** Opening Data for the task block **

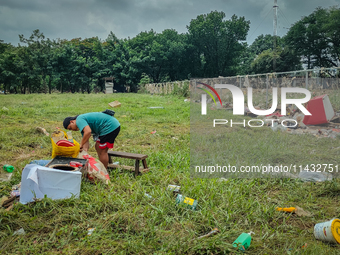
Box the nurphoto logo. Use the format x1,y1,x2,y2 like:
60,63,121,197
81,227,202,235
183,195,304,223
199,83,312,128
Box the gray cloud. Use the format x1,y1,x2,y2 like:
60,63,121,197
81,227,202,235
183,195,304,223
0,0,338,46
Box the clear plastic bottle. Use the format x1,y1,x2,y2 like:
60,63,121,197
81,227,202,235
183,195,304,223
67,131,73,143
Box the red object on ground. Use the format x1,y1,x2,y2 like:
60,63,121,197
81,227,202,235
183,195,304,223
303,95,335,125
56,140,75,147
266,112,283,117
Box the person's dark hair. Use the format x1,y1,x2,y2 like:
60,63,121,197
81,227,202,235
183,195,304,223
63,115,78,129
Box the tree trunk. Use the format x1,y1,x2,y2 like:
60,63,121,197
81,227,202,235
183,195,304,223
48,79,52,94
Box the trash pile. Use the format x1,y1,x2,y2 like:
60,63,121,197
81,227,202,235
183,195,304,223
1,125,112,208
252,94,340,138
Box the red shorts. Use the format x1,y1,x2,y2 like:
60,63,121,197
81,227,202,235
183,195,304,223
95,126,120,149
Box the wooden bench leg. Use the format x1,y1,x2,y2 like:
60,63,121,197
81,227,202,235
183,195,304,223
108,154,112,164
134,159,140,177
142,159,148,170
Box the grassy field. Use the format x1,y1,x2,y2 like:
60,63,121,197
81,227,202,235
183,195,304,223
0,92,340,254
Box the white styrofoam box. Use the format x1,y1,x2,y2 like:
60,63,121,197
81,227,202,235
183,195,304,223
20,164,82,204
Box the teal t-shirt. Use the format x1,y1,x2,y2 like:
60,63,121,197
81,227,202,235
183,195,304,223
76,112,120,136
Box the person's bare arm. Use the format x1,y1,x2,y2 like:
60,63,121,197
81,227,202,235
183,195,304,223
79,125,91,151
82,141,90,151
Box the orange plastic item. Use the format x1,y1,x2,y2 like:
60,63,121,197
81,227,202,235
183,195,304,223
276,207,296,213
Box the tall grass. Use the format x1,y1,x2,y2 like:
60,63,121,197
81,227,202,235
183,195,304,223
0,93,340,254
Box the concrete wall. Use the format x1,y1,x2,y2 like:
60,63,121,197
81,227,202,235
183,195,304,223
143,80,189,94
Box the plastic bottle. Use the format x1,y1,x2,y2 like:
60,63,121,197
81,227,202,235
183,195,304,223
144,193,153,199
176,194,198,210
232,231,254,251
67,131,73,143
3,164,14,173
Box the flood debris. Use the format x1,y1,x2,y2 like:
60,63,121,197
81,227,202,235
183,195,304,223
1,196,16,210
298,170,332,182
167,185,180,194
108,101,121,108
276,206,312,217
232,231,254,251
87,228,96,236
13,228,26,236
303,95,334,125
36,127,49,136
197,228,219,239
176,194,197,210
314,219,340,244
144,193,153,199
255,95,340,138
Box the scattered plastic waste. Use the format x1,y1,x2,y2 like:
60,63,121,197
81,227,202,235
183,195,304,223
167,185,180,194
197,228,219,239
87,228,96,236
276,206,312,216
10,190,20,197
294,206,312,217
144,193,153,199
67,131,73,142
176,194,197,210
148,107,164,109
12,183,21,190
150,131,156,134
184,99,190,102
3,164,14,173
314,219,340,244
13,228,25,236
36,127,49,136
298,170,332,182
276,207,295,213
232,231,254,251
271,122,287,132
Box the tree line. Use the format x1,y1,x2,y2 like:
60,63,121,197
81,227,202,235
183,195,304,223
0,7,339,94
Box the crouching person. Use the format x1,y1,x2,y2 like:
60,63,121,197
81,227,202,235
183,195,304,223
63,112,120,168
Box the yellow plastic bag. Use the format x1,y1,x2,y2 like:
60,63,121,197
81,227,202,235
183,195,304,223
51,130,80,158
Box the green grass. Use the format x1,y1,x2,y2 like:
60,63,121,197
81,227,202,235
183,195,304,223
0,93,340,254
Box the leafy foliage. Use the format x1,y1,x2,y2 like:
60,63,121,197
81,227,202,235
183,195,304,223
1,7,339,93
285,7,340,70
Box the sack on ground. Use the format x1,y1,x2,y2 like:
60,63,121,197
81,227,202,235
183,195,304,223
79,152,110,185
51,130,80,158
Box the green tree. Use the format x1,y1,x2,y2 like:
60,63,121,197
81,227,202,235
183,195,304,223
0,43,17,93
19,29,55,93
187,11,250,77
251,47,302,74
285,7,339,69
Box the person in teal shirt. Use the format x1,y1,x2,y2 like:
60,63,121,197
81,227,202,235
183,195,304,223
63,112,120,168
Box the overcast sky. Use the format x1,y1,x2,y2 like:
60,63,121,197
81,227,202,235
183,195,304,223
0,0,339,46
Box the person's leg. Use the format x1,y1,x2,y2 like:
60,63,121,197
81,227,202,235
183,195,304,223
95,142,109,168
96,126,120,168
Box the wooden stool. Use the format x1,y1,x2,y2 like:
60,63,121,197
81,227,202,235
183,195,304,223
107,151,149,176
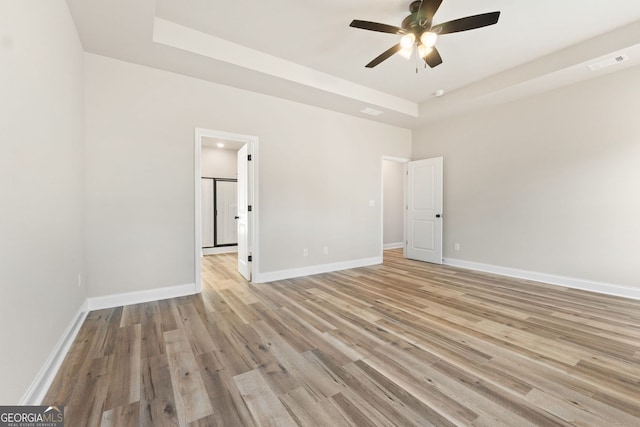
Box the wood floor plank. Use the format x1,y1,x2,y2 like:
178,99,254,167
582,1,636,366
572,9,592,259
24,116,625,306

** Closing Data for the task block **

▶ [Problem details]: Where a picture appears, skip it and copy the rest of the data word for word.

▶ [Answer to this task]:
Box the nurphoto logo. Use the format x1,y1,x2,y2 like:
60,63,121,197
81,227,202,235
183,195,304,223
199,83,312,128
Box the gray cloud. Use the format x1,y1,x2,y2 like:
60,63,121,197
81,227,202,235
183,195,304,223
0,0,338,46
Box the clear plastic bottle. Use the format x1,y1,x2,y2 like:
60,63,121,197
81,227,202,235
183,195,304,223
67,131,73,143
Box the red object on ground. Use the format x1,y1,x2,y2 like:
60,63,121,197
81,227,202,235
183,195,304,223
303,95,335,125
56,140,75,147
266,112,283,117
Box the person's dark hair. Use the format x1,y1,x2,y2 like:
60,63,121,197
81,227,202,235
183,195,304,223
63,115,78,129
Box the tree trunk. Use the format x1,y1,x2,y2 like:
60,63,121,197
81,227,202,235
183,195,304,223
48,79,52,94
Box the trash pile. Use the format x1,y1,x2,y2 like:
60,63,121,197
81,227,202,235
183,195,304,223
1,125,112,208
252,94,340,138
Box the red shorts. Use the format x1,y1,x2,y2 like:
60,63,121,197
81,227,202,235
183,195,304,223
95,126,120,149
Box the wooden bench leg. Use the format x1,y1,x2,y2 like:
60,63,121,197
81,227,202,235
183,195,304,223
108,154,112,164
134,159,140,177
142,159,148,170
Box the grassy field. Use the format x1,y1,x2,y2 like:
60,63,121,197
81,227,202,235
183,195,304,223
0,92,340,254
Box the white styrofoam box. Use the format x1,y1,x2,y2 like:
60,63,121,197
81,227,202,235
183,195,304,223
20,164,82,204
Box the teal t-shirt. Use the format x1,y1,x2,y2 like:
60,63,121,197
81,227,202,235
183,195,304,223
76,112,120,136
Box the person's bare arm. Use the format x1,y1,x2,y2 like:
60,63,121,197
81,227,202,235
183,195,304,223
79,125,91,151
82,141,90,151
Box the orange plastic item. Use the format x1,y1,x2,y2 like:
60,63,121,197
81,227,202,235
183,195,304,223
276,207,296,213
Box the tall grass. Use the format x1,y1,x2,y2 like:
60,63,121,197
81,227,202,235
183,195,304,223
0,93,340,254
Box the concrete wall. Use the format x1,y1,x2,y2 like:
60,63,121,197
81,227,202,235
183,195,304,223
143,80,189,94
Box the plastic bottle. Use the format x1,y1,x2,y2 like:
60,63,121,197
81,227,202,235
183,195,304,223
144,193,153,199
176,194,198,210
232,231,254,251
67,131,73,143
3,164,14,173
Box the flood debris. Use the format x1,y1,x2,y2 like:
60,63,121,197
81,227,202,235
183,195,304,223
1,196,16,210
298,170,332,182
167,185,180,194
108,101,121,108
276,206,312,217
232,231,254,251
87,228,96,236
13,228,26,236
303,95,334,125
36,127,49,136
197,228,219,239
176,194,197,210
314,219,340,244
144,193,153,199
255,95,340,138
Box the scattered plastic waste. Use the format x1,y1,x2,y2 like:
60,63,121,197
81,227,202,235
183,195,304,223
167,185,180,194
197,228,219,239
87,228,96,236
276,206,312,216
10,190,20,197
294,206,312,217
144,193,153,199
67,131,73,142
176,194,197,210
148,107,164,109
12,183,21,190
150,131,156,134
184,99,190,102
3,164,14,173
314,219,340,244
13,228,25,236
36,127,49,136
298,170,332,182
276,207,295,213
232,231,254,251
271,122,287,132
Box the tree line. Use the format x1,y1,x2,y2 like:
60,63,121,197
81,227,202,235
183,195,304,223
0,7,339,94
Box the crouching person. Use the format x1,y1,x2,y2 like:
60,63,121,197
81,227,202,235
183,195,304,223
63,112,120,168
Box the yellow plastic bag. Use the format x1,y1,x2,y2 like:
60,63,121,197
81,227,202,235
183,195,304,223
51,130,80,158
Box the green grass. Use the format x1,y1,x2,y2 like:
60,63,121,197
81,227,202,235
183,195,304,223
0,93,340,254
Box the leafy foliage. Use the format x1,y1,x2,y2 like:
60,63,121,197
81,227,202,235
183,195,304,223
1,7,339,93
285,7,340,70
Box the sack on ground. Use the format x1,y1,x2,y2 like:
60,63,121,197
81,227,202,235
183,195,304,223
79,152,110,185
51,130,80,158
Box the green tree. Use the format x1,y1,x2,y2 like:
60,63,121,197
81,227,202,235
183,195,304,223
0,43,17,93
19,29,55,93
187,11,250,77
251,47,302,74
285,7,339,69
Box the person in teal shirt. Use the format x1,y1,x2,y2 like:
60,63,121,197
81,227,202,235
183,195,304,223
63,112,120,168
Box the overcast sky. Use the format x1,y1,x2,y2 like:
60,63,121,197
81,227,202,235
183,195,304,223
0,0,339,46
Box the person's leg. Use the format x1,y1,x2,y2 like:
60,63,121,197
81,227,202,235
183,195,304,223
95,142,109,168
96,126,120,168
Box the wooden stool. Use the format x1,y1,x2,y2 like:
60,63,121,197
81,227,202,235
183,195,304,223
107,151,149,176
Box the wood floor plank. Use the format x1,y1,x2,y2 like:
178,99,254,167
582,1,636,366
572,9,592,259
24,116,625,306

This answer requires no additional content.